_Prompt:_ Rewrite the material from its beginning through the line that contains "88 199 L 39" as a two-column CSV with the columns request and mask, one row for each request. Put each request's text and its answer in a single quoted field, replace line breaks with spaces, and omit the pictures.

# START OF Records for the task

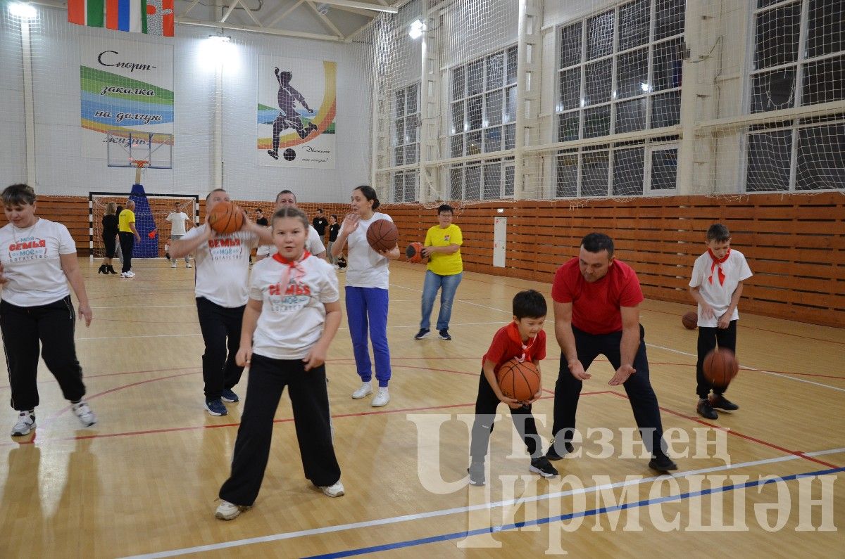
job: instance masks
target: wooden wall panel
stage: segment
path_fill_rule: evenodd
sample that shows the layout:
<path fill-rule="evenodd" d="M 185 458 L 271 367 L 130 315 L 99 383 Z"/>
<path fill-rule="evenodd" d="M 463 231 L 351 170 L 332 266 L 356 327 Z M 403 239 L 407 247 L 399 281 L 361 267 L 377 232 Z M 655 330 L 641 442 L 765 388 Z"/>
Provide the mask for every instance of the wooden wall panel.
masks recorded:
<path fill-rule="evenodd" d="M 422 241 L 436 224 L 430 209 L 384 211 L 399 226 L 402 247 Z M 492 263 L 497 216 L 508 219 L 504 269 Z M 613 238 L 616 256 L 636 269 L 646 297 L 690 307 L 692 263 L 705 251 L 705 233 L 715 222 L 731 231 L 733 246 L 755 273 L 745 285 L 743 311 L 845 326 L 845 196 L 840 193 L 493 202 L 465 206 L 455 219 L 464 232 L 467 270 L 551 282 L 557 268 L 577 254 L 581 239 L 602 231 Z"/>
<path fill-rule="evenodd" d="M 88 199 L 39 196 L 37 204 L 39 215 L 68 226 L 79 254 L 87 256 Z M 309 215 L 318 205 L 301 204 Z M 381 210 L 399 227 L 403 250 L 422 242 L 437 223 L 435 209 L 418 205 Z M 505 268 L 493 267 L 496 217 L 508 219 Z M 731 231 L 733 246 L 755 273 L 746 282 L 742 311 L 845 327 L 845 196 L 840 193 L 492 202 L 465 206 L 455 219 L 464 234 L 467 271 L 551 282 L 558 267 L 577 254 L 581 237 L 602 231 L 613 238 L 617 257 L 636 269 L 646 297 L 690 307 L 692 263 L 705 250 L 707 227 L 717 221 Z"/>

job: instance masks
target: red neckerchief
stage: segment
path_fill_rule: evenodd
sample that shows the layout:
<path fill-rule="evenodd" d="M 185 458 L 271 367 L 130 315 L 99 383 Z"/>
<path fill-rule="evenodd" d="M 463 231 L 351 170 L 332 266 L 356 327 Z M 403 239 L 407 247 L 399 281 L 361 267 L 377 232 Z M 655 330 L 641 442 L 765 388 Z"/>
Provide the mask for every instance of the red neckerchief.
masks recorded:
<path fill-rule="evenodd" d="M 303 252 L 303 258 L 299 260 L 291 261 L 283 257 L 282 255 L 276 252 L 273 255 L 273 259 L 279 263 L 285 264 L 285 273 L 281 276 L 281 280 L 279 281 L 281 285 L 287 285 L 287 282 L 291 280 L 291 273 L 293 273 L 293 280 L 302 280 L 305 275 L 305 268 L 303 267 L 303 261 L 305 258 L 311 256 L 311 254 L 305 251 Z"/>
<path fill-rule="evenodd" d="M 722 271 L 722 263 L 724 263 L 725 260 L 728 259 L 728 257 L 731 255 L 731 249 L 728 248 L 728 252 L 725 252 L 725 256 L 722 257 L 721 259 L 717 258 L 716 255 L 713 254 L 713 251 L 710 250 L 709 248 L 707 249 L 707 253 L 710 254 L 710 258 L 712 258 L 713 260 L 713 263 L 710 266 L 710 277 L 707 278 L 707 281 L 709 281 L 710 283 L 713 283 L 713 270 L 715 270 L 717 267 L 718 267 L 719 285 L 724 285 L 725 273 Z"/>
<path fill-rule="evenodd" d="M 516 323 L 510 323 L 507 326 L 508 328 L 508 337 L 513 341 L 516 342 L 522 347 L 522 355 L 521 357 L 515 357 L 516 361 L 519 362 L 530 361 L 532 361 L 532 348 L 534 346 L 534 342 L 537 341 L 537 336 L 528 339 L 528 343 L 525 344 L 522 341 L 522 334 L 520 334 L 520 328 L 516 325 Z"/>

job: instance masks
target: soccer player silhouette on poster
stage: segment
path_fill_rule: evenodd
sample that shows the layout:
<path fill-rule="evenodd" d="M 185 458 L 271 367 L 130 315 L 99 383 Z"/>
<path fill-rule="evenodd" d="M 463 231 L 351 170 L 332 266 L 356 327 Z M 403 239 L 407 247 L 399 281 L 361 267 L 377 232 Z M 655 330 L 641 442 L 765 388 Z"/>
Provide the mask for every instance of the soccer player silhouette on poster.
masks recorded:
<path fill-rule="evenodd" d="M 307 128 L 303 126 L 303 121 L 294 109 L 293 106 L 297 101 L 299 101 L 303 109 L 308 112 L 313 112 L 305 101 L 305 98 L 303 97 L 303 94 L 291 85 L 292 76 L 292 72 L 286 70 L 280 72 L 279 67 L 275 67 L 275 79 L 279 80 L 279 93 L 277 95 L 279 116 L 273 121 L 273 149 L 267 150 L 267 153 L 273 159 L 279 159 L 279 134 L 282 130 L 293 128 L 299 134 L 299 138 L 305 139 L 312 131 L 317 129 L 317 125 L 313 122 L 308 122 Z"/>

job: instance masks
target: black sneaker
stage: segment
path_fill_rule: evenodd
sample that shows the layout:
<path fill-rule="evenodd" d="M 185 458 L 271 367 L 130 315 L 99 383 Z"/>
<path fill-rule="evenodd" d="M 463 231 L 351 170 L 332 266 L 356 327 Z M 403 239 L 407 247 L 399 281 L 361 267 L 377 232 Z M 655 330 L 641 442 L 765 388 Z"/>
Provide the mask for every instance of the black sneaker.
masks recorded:
<path fill-rule="evenodd" d="M 666 454 L 652 458 L 648 462 L 648 467 L 658 472 L 670 472 L 678 469 L 678 464 L 672 461 Z"/>
<path fill-rule="evenodd" d="M 739 409 L 739 405 L 722 394 L 713 394 L 712 398 L 710 399 L 710 405 L 719 410 L 727 410 L 728 411 L 736 411 Z"/>
<path fill-rule="evenodd" d="M 698 401 L 698 405 L 695 406 L 695 411 L 698 412 L 699 415 L 706 419 L 719 419 L 719 415 L 716 413 L 716 410 L 713 410 L 713 406 L 710 404 L 710 400 L 706 399 L 700 399 Z"/>
<path fill-rule="evenodd" d="M 558 470 L 555 469 L 554 466 L 552 465 L 552 463 L 545 456 L 532 458 L 531 459 L 531 466 L 528 467 L 528 469 L 535 474 L 539 474 L 542 477 L 554 477 L 558 475 Z"/>
<path fill-rule="evenodd" d="M 566 452 L 564 453 L 563 454 L 559 454 L 558 451 L 554 448 L 555 447 L 554 439 L 553 438 L 548 445 L 548 450 L 546 452 L 546 458 L 548 458 L 549 460 L 559 460 L 560 459 L 564 458 L 564 456 L 566 456 L 567 454 L 575 450 L 575 448 L 573 448 L 572 447 L 572 443 L 570 442 L 569 441 L 561 441 L 558 444 L 559 445 L 561 444 L 561 442 L 563 443 L 564 449 Z"/>
<path fill-rule="evenodd" d="M 466 471 L 470 473 L 470 485 L 471 486 L 483 486 L 484 480 L 484 463 L 483 462 L 473 462 L 470 464 L 470 467 L 466 469 Z"/>

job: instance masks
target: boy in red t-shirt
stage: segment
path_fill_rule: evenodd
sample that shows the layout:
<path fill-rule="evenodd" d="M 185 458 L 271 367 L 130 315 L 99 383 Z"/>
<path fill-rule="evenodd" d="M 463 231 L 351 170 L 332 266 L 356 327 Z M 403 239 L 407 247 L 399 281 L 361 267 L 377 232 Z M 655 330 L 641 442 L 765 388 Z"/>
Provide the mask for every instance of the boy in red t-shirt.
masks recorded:
<path fill-rule="evenodd" d="M 513 309 L 513 322 L 496 332 L 490 348 L 482 359 L 476 419 L 470 444 L 471 464 L 467 470 L 473 486 L 483 486 L 485 482 L 484 459 L 499 402 L 510 408 L 510 417 L 532 457 L 529 469 L 542 477 L 558 475 L 558 470 L 542 454 L 540 437 L 531 413 L 531 404 L 540 398 L 540 390 L 529 401 L 520 402 L 503 394 L 496 380 L 496 372 L 502 365 L 515 357 L 521 362 L 531 361 L 539 371 L 540 361 L 546 356 L 546 333 L 542 330 L 547 312 L 545 298 L 534 290 L 520 291 L 514 296 Z"/>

# END OF Records for the task

_Final answer:_
request,mask
"job: instance masks target: wooden wall panel stage: segment path_fill_rule: evenodd sample that shows the layout: <path fill-rule=""evenodd"" d=""M 185 458 L 271 367 L 130 315 L 99 383 Z""/> <path fill-rule=""evenodd"" d=""M 463 231 L 351 170 L 332 266 L 356 327 Z M 403 239 L 407 247 L 399 281 L 361 267 L 377 232 Z M 655 330 L 641 442 L 765 388 Z""/> Provide the mask for every instance of the wooden wall panel. masks recorded:","<path fill-rule=""evenodd"" d=""M 422 241 L 436 224 L 430 209 L 384 211 L 399 226 L 402 247 Z M 492 263 L 497 216 L 508 219 L 504 269 Z M 613 238 L 616 256 L 636 269 L 646 297 L 690 307 L 692 263 L 705 251 L 705 233 L 715 222 L 731 231 L 733 246 L 755 273 L 745 285 L 743 311 L 845 326 L 845 196 L 840 193 L 493 202 L 465 206 L 455 219 L 464 232 L 467 270 L 551 282 L 557 268 L 577 254 L 581 239 L 602 231 Z""/> <path fill-rule=""evenodd"" d=""M 88 199 L 39 196 L 37 204 L 39 215 L 68 226 L 79 254 L 87 256 Z M 309 215 L 318 205 L 301 204 Z M 381 210 L 399 227 L 403 250 L 422 242 L 437 223 L 435 209 L 418 205 Z M 505 268 L 493 267 L 496 217 L 508 219 Z M 731 231 L 733 246 L 755 273 L 746 282 L 742 311 L 845 327 L 845 196 L 840 193 L 492 202 L 465 206 L 455 219 L 464 234 L 467 271 L 551 282 L 558 267 L 577 254 L 581 237 L 602 231 L 613 238 L 617 257 L 636 269 L 646 297 L 690 307 L 692 263 L 705 250 L 707 227 L 717 221 Z""/>"